• DATA IN THIS EXERCISE:

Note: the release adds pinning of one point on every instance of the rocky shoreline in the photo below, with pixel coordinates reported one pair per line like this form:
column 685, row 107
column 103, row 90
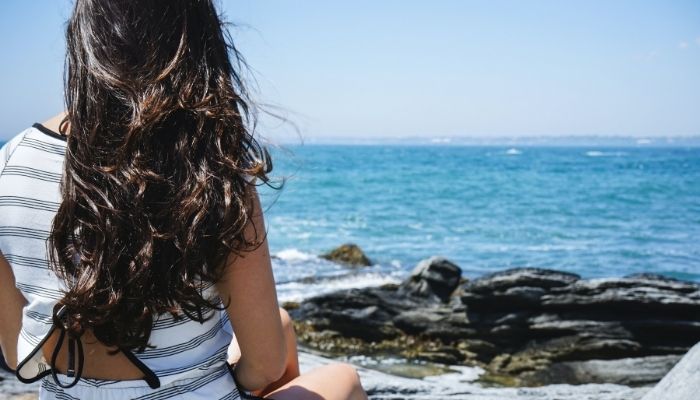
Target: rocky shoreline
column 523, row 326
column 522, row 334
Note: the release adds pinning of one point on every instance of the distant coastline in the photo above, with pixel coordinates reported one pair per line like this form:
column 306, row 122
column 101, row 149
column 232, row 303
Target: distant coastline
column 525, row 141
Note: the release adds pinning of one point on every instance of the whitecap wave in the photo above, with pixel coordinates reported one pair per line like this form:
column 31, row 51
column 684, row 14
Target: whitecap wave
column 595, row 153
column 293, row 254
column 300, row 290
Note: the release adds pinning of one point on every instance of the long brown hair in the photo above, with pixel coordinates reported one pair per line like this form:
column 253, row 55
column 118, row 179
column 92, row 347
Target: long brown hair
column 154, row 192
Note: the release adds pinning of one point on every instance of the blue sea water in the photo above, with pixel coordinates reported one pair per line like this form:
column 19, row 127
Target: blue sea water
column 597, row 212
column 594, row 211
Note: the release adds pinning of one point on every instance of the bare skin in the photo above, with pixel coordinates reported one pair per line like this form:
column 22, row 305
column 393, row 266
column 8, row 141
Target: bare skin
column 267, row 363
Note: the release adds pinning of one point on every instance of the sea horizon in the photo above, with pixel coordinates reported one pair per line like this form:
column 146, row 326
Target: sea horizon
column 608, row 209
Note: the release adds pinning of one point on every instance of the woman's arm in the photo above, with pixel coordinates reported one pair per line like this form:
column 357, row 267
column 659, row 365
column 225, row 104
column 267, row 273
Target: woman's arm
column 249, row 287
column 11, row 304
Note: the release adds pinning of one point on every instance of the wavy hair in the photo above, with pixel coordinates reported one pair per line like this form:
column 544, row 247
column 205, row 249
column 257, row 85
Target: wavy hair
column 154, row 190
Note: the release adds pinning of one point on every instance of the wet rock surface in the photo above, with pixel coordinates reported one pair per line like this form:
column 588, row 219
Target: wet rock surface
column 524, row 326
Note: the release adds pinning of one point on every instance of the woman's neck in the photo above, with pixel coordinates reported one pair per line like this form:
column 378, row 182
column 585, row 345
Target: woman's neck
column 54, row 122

• WHAT TO WORK ON:
Return exactly what appears from the opening line of the material through the line with "column 232, row 303", apart from the pictures.

• WRITTEN REPLY:
Note: the release adds pinning of one point on every instance of the rocky shoreline in the photo below, with pixel coordinates reported one pair per line like this form:
column 685, row 107
column 103, row 90
Target: rocky shoreline
column 523, row 326
column 522, row 334
Note: the release adds pinning of one point on every instance of the distant coastline in the photo above, with pixel coordinates reported one pair per line like this form:
column 306, row 122
column 101, row 149
column 232, row 303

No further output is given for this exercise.